■ **Job 1**: Reproduce the passage about the 1987 TV-am strike word for word.

■ **Given passage**:
--- BEGIN ---

In 1987 technical staff at the station went on a 24-hour strike. Management locked out the strikers, but stayed on air using non-technical staff to broadcast a skeleton service including (among other things) episodes of the American series Flipper, Batman and Happy Days; while secretaries manned cameras, Gyngell himself directed the show. Although shambolic at times, this schedule turned out on occasions to be more popular than former programming (although not what they would have been be allowed to broadcast under any other circumstances). In the hurricane-force storms that hit England in October that year electrical power to TV-am's studios was lost and an emergency programme had to be transmitted from facilities at Thames Television's Euston Road centre, using reports from TV-am's own crews and those of ITN, TSW and TVS. All this withstanding, the programme continued to thrive. Eventually, Bruce Gyngell fired all of the strikers, replacing them with non-unionised labour from around the world.

--- END ---

■ **Exercise input**:
--- BEGIN ---

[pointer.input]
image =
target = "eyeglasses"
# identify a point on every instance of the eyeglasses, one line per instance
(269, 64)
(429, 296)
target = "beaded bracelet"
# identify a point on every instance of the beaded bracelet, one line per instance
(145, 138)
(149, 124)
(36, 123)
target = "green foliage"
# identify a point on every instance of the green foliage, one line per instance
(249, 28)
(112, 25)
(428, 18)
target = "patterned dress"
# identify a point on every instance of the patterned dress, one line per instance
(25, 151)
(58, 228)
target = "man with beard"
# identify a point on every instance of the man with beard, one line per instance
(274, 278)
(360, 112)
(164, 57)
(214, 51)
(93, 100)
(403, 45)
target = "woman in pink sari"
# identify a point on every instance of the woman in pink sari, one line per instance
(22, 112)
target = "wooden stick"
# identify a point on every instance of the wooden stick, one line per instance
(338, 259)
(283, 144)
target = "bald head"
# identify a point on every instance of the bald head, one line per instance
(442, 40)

--- END ---

■ **Job 2**: Transcribe all of the records above, line by line, without changing anything.

■ **Right answer 1**:
In 1987 technical staff at the station went on a 24-hour strike. Management locked out the strikers, but stayed on air using non-technical staff to broadcast a skeleton service including (among other things) episodes of the American series Flipper, Batman and Happy Days; while secretaries manned cameras, Gyngell himself directed the show. Although shambolic at times, this schedule turned out on occasions to be more popular than former programming (although not what they would have been be allowed to broadcast under any other circumstances). In the hurricane-force storms that hit England in October that year electrical power to TV-am's studios was lost and an emergency programme had to be transmitted from facilities at Thames Television's Euston Road centre, using reports from TV-am's own crews and those of ITN, TSW and TVS. All this withstanding, the programme continued to thrive. Eventually, Bruce Gyngell fired all of the strikers, replacing them with non-unionised labour from around the world.

■ **Right answer 2**:
[pointer.input]
image =
target = "eyeglasses"
# identify a point on every instance of the eyeglasses, one line per instance
(269, 64)
(429, 296)
target = "beaded bracelet"
# identify a point on every instance of the beaded bracelet, one line per instance
(145, 138)
(149, 124)
(36, 123)
target = "green foliage"
# identify a point on every instance of the green foliage, one line per instance
(249, 28)
(112, 25)
(428, 18)
target = "patterned dress"
# identify a point on every instance of the patterned dress, one line per instance
(25, 151)
(58, 228)
target = "man with beard"
# identify a point on every instance of the man with beard, one line per instance
(274, 278)
(360, 112)
(164, 57)
(214, 51)
(93, 100)
(403, 45)
target = "woman in pink sari"
# identify a point on every instance of the woman in pink sari, one line per instance
(22, 112)
target = "wooden stick"
# identify a point on every instance of the wooden stick, one line per instance
(338, 259)
(283, 144)
target = "bald head"
# identify a point on every instance of the bald head, one line per instance
(442, 40)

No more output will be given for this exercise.